== Input rows

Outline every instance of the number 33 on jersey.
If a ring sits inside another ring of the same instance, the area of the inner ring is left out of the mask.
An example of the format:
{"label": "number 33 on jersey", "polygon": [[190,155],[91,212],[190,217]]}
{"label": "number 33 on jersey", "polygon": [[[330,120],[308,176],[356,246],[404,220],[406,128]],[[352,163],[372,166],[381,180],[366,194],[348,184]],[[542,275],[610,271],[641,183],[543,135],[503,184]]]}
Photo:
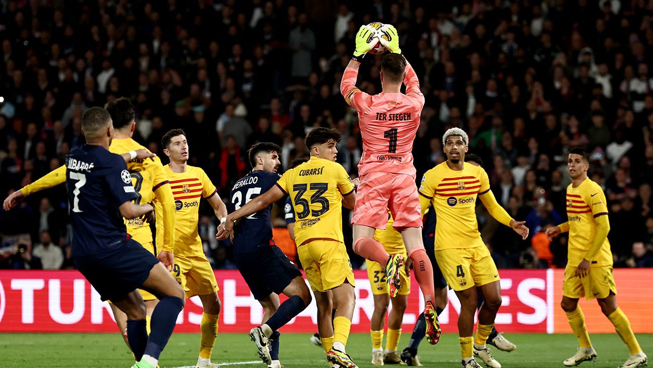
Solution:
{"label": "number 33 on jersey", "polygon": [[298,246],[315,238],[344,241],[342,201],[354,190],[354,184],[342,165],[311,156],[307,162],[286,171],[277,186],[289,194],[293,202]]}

====
== Input rows

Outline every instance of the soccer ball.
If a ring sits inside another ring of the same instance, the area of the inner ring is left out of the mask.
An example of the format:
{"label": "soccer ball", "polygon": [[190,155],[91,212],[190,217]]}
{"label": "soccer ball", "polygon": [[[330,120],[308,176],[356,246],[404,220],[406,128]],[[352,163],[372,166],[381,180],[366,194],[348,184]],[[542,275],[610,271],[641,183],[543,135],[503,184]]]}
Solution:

====
== Input rows

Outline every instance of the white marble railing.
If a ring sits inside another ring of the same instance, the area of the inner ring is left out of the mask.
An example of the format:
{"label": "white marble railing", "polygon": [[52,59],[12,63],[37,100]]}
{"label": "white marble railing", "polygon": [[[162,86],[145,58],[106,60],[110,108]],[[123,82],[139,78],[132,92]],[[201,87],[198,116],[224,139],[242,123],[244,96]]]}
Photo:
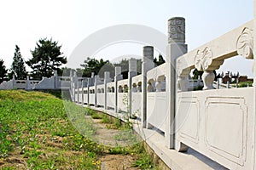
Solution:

====

* **Problem requirements**: Count how many lines in the entries above contain the word "every", treating case as significant, and reply with only that number.

* **Result**: 3